Please copy the stretch of the listing from its start through the line containing "Give the mask of the marble", substituting "format" for "layout" and keeping everything else unchanged. Leave the pictures out.
┌─ Entries supplied
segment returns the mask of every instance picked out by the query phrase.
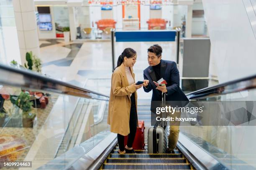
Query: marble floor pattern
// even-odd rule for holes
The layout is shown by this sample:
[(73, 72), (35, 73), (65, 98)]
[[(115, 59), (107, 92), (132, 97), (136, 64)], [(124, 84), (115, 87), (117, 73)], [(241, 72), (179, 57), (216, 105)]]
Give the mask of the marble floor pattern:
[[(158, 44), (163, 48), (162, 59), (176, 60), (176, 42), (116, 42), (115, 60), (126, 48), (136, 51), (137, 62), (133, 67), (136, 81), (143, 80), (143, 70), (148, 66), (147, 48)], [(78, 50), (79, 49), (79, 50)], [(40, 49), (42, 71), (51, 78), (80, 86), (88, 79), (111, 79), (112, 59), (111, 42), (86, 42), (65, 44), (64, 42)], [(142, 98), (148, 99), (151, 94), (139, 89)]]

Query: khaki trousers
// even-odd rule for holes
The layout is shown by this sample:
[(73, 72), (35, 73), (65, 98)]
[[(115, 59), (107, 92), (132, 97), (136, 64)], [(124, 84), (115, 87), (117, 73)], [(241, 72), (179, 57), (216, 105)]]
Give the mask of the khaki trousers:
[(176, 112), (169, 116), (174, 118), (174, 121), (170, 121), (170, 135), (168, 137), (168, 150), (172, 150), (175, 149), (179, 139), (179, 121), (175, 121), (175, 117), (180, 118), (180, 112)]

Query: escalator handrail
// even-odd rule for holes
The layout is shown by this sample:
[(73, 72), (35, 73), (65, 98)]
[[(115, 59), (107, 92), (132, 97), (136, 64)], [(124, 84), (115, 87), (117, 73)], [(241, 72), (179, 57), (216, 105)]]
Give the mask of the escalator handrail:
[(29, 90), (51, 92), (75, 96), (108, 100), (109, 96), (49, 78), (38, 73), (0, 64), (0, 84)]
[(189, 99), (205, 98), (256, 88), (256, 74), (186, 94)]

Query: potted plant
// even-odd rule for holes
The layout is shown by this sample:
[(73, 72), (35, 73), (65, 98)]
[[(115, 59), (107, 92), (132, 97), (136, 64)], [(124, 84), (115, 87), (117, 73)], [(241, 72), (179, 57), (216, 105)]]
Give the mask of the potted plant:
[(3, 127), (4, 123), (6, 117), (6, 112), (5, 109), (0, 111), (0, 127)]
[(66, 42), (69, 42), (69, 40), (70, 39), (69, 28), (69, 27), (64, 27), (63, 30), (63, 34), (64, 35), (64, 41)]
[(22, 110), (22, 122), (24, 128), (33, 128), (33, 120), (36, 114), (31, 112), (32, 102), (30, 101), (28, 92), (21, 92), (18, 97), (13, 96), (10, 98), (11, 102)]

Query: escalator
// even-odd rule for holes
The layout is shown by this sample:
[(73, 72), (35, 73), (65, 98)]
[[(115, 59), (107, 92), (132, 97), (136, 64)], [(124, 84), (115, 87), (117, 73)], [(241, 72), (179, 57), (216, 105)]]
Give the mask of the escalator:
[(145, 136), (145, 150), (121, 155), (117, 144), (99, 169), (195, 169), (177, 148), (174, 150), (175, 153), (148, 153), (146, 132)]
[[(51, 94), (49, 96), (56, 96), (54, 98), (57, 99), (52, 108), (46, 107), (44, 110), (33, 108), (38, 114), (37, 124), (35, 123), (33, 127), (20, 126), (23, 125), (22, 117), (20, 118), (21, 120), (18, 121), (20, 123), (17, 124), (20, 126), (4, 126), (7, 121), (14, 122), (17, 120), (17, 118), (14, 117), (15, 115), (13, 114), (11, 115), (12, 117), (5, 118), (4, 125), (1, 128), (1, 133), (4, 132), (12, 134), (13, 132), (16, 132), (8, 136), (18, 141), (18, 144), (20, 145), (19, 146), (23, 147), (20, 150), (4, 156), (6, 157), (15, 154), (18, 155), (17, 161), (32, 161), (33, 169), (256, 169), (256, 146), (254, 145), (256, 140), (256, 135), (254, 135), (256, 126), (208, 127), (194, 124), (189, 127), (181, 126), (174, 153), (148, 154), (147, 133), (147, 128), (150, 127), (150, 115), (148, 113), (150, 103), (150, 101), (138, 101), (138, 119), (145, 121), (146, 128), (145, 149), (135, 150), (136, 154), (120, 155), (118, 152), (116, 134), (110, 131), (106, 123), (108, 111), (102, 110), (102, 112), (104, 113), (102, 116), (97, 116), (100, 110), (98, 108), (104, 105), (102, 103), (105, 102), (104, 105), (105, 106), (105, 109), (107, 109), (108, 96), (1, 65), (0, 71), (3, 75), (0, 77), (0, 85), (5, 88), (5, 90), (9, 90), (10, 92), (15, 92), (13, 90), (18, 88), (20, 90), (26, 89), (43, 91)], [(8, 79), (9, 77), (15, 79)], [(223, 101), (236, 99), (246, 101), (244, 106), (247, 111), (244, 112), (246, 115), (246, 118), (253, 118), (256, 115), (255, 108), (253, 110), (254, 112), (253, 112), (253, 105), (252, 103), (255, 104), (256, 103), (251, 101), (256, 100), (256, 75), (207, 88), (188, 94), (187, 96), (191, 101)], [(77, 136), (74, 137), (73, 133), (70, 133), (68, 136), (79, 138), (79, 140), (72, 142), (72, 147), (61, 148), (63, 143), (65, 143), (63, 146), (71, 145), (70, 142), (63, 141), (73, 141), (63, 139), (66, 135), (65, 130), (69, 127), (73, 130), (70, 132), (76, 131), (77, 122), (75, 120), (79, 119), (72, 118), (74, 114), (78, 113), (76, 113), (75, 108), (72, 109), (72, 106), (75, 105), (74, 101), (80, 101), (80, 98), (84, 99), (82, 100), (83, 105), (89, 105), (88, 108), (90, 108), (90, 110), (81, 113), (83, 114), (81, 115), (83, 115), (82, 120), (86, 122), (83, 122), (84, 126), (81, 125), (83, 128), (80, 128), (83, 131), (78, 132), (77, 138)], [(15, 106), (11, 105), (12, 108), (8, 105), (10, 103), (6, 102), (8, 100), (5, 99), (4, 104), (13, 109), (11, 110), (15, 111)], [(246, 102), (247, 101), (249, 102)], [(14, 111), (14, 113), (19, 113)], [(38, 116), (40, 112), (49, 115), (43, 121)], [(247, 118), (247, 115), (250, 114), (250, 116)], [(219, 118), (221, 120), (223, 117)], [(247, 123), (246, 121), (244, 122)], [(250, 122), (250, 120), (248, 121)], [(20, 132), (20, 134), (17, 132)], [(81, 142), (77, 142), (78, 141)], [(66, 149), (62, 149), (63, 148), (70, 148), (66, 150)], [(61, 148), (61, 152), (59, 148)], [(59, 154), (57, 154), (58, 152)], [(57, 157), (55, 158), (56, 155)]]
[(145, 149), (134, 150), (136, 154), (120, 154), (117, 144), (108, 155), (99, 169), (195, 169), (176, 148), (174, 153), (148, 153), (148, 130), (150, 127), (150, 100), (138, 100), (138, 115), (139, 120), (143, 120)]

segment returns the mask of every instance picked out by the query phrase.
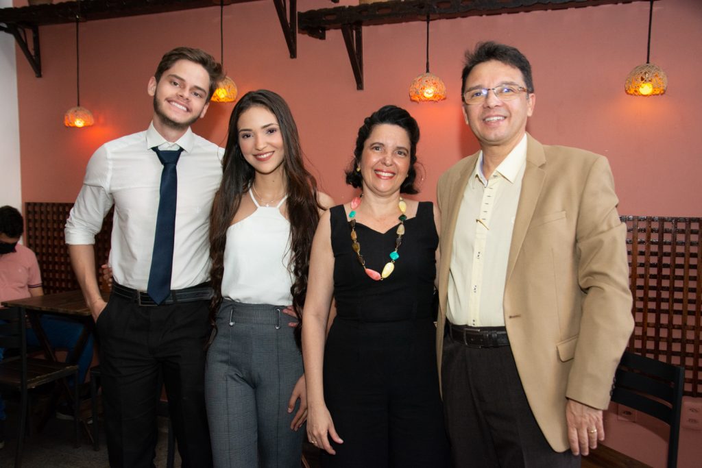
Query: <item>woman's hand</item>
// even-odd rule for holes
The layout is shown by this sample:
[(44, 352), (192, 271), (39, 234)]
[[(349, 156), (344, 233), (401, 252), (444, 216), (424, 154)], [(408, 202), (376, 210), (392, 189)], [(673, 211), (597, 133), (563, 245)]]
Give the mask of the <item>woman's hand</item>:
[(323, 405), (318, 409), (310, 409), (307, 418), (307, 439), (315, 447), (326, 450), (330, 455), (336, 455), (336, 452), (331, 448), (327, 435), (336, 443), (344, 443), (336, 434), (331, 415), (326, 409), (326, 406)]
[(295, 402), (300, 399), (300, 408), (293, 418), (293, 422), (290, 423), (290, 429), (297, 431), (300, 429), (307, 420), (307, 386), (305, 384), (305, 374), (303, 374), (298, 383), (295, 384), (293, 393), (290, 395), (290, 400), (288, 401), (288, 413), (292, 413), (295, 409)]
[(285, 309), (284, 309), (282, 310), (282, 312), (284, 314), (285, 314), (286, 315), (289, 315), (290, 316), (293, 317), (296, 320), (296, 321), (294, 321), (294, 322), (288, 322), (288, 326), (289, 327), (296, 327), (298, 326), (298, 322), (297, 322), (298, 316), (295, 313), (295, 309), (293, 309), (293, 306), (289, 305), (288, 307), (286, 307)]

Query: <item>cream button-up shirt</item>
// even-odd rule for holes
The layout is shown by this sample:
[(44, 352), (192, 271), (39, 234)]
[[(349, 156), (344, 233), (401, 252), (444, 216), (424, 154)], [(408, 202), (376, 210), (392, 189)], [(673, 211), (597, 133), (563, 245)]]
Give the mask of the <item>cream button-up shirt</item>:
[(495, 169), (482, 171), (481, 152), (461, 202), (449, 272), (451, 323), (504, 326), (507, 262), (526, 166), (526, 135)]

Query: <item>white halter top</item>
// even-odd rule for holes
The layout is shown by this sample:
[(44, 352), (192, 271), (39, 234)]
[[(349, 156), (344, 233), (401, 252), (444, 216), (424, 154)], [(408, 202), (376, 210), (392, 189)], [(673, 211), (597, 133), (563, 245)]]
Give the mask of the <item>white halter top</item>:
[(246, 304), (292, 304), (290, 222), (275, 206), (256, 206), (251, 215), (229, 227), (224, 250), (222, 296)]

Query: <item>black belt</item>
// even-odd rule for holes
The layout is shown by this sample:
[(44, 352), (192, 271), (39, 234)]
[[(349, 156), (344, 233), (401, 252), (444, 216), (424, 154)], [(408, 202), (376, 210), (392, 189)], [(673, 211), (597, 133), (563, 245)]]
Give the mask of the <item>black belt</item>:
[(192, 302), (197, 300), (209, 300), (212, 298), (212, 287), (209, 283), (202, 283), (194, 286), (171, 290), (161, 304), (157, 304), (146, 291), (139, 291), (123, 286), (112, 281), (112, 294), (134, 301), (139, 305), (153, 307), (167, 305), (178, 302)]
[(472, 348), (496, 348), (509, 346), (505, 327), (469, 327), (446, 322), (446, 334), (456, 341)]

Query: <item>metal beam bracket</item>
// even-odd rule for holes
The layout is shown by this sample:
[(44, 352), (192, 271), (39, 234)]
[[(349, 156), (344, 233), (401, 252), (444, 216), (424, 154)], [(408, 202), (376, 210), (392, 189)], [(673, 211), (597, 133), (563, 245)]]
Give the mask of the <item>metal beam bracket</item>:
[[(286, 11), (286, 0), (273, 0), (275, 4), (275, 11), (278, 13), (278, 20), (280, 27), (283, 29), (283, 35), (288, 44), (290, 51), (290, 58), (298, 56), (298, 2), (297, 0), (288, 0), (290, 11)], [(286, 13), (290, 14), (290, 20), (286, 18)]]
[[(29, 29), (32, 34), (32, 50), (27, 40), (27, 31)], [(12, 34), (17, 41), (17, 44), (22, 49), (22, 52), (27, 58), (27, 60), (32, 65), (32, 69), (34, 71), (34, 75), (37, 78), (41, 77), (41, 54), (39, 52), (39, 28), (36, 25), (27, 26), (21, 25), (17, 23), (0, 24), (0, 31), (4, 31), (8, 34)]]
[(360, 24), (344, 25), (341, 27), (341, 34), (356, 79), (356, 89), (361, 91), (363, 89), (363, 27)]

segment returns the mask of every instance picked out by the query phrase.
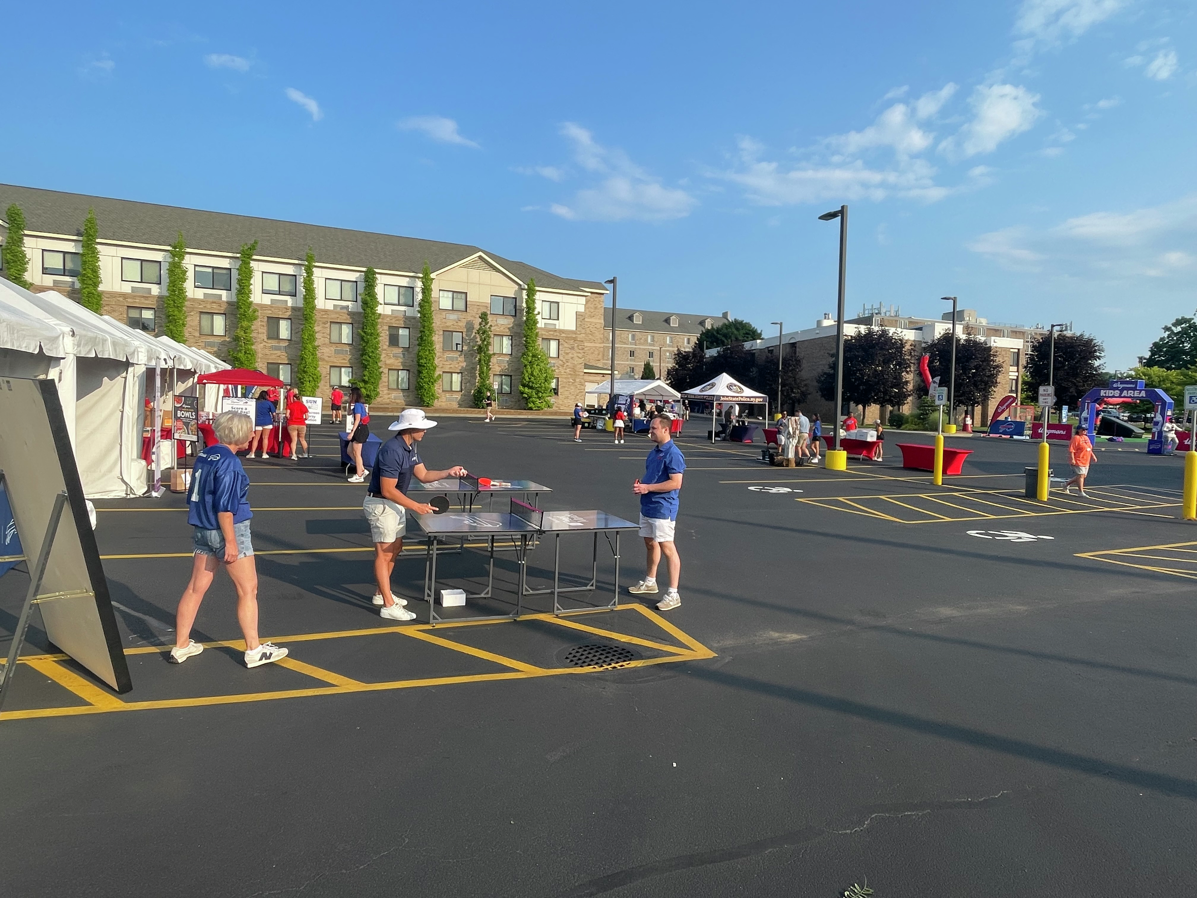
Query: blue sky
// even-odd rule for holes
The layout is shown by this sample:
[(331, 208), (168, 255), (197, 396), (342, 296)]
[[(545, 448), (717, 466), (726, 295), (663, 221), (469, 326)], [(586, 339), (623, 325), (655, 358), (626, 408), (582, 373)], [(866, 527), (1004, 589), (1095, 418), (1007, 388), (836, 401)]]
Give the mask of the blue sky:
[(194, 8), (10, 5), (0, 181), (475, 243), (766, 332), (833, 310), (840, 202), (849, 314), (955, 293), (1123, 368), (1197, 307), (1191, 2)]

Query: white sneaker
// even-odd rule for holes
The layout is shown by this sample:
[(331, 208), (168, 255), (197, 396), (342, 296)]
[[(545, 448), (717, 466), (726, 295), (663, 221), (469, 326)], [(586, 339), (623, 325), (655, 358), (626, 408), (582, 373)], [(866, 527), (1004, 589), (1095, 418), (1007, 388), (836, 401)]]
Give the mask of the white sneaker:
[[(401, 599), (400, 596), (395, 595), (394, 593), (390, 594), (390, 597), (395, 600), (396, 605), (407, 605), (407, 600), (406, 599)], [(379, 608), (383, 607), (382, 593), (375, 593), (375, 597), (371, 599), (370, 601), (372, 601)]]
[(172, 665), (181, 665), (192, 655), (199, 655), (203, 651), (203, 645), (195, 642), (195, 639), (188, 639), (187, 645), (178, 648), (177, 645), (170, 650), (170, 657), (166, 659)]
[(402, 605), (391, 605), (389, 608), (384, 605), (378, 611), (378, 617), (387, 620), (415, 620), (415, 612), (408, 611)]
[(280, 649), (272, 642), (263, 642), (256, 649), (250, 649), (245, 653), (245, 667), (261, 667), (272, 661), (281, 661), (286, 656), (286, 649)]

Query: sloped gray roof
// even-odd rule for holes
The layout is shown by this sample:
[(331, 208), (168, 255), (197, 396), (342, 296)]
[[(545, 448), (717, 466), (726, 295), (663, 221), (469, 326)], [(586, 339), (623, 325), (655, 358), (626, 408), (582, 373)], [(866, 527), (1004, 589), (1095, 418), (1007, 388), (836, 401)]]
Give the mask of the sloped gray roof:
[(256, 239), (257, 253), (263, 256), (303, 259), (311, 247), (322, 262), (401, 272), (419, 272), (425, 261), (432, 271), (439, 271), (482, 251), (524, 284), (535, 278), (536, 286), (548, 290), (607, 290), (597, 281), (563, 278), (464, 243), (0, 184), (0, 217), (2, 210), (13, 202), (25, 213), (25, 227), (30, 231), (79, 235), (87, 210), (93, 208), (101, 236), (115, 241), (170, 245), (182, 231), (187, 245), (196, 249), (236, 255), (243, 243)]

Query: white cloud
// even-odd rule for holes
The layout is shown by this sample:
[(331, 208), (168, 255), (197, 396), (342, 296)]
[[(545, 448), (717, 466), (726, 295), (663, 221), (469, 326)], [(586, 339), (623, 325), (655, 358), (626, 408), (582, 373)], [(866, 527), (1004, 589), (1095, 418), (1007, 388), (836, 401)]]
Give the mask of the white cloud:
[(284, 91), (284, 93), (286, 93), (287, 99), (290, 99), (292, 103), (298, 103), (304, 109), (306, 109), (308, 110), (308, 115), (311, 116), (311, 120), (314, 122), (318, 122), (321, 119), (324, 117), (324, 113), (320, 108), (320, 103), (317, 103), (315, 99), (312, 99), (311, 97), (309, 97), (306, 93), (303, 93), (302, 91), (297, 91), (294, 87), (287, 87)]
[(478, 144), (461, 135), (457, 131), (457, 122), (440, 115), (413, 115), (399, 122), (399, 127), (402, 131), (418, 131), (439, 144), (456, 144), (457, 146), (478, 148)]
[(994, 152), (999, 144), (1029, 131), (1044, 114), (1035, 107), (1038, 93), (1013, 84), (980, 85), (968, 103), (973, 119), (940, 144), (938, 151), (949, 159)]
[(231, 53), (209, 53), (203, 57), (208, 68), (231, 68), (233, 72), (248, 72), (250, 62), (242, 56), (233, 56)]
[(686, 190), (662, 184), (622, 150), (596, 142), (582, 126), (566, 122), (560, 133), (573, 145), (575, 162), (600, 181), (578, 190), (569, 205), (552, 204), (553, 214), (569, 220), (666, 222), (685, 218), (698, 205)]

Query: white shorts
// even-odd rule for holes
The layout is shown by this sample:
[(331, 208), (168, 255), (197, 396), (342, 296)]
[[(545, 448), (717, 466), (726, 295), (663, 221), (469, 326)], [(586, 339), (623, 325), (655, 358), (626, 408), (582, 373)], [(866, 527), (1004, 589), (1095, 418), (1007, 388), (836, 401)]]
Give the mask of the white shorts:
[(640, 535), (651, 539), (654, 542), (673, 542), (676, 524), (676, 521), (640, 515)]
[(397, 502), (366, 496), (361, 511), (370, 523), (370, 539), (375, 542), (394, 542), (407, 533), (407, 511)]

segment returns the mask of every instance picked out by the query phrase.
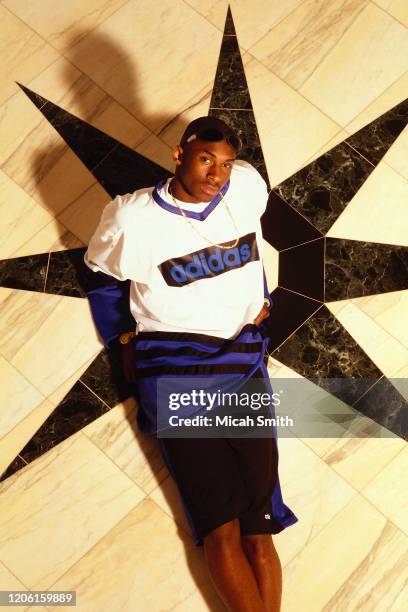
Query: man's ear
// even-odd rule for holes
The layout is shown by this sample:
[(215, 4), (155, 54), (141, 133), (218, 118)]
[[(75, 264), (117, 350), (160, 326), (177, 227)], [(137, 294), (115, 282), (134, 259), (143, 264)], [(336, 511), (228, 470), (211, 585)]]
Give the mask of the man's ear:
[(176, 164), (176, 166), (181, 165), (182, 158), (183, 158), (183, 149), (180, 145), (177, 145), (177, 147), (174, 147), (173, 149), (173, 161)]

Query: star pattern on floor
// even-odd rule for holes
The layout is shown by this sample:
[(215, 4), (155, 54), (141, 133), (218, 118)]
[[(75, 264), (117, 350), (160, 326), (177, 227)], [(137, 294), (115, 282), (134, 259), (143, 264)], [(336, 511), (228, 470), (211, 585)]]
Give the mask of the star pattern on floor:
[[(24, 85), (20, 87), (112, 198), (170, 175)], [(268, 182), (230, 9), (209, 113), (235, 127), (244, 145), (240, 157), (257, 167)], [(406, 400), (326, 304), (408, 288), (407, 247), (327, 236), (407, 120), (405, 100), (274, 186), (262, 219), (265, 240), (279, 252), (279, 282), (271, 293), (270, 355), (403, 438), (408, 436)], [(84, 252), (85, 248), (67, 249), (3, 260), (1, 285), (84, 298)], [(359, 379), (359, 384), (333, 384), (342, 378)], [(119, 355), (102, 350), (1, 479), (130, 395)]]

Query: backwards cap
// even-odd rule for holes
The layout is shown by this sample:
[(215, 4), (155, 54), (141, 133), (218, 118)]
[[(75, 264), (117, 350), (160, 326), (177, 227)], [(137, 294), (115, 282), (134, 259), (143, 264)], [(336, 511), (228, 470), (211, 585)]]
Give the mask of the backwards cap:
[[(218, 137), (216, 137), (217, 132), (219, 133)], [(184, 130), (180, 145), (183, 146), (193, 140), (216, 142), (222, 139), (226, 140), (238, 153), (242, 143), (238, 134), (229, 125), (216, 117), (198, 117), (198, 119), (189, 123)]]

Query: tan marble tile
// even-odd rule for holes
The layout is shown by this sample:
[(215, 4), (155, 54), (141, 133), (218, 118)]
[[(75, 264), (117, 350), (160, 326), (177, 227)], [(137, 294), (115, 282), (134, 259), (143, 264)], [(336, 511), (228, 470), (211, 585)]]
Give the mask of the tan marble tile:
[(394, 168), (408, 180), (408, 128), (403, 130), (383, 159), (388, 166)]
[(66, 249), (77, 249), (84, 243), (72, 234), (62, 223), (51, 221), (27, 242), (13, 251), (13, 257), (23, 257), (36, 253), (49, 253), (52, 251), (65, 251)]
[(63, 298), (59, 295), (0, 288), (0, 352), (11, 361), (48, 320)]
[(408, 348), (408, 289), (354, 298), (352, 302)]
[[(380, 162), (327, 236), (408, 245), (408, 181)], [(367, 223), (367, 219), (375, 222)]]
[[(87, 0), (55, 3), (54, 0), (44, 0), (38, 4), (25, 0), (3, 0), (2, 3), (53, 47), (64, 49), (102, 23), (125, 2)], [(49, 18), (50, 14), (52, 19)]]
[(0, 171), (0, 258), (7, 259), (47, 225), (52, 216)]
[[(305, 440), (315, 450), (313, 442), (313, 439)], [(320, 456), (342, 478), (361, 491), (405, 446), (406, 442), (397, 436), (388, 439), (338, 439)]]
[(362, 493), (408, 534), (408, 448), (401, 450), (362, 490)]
└─
Solution below:
segment returns the mask of every instance picked out by the query phrase.
Query: marble floor pattern
// even-odd rule for holes
The format is shown by this sample:
[(73, 72), (35, 73), (65, 98)]
[[(115, 59), (107, 92), (132, 97), (136, 64)], [(124, 84), (115, 87), (117, 73)], [(241, 72), (179, 57), (216, 105)]]
Give the mask of the marble floor pattern:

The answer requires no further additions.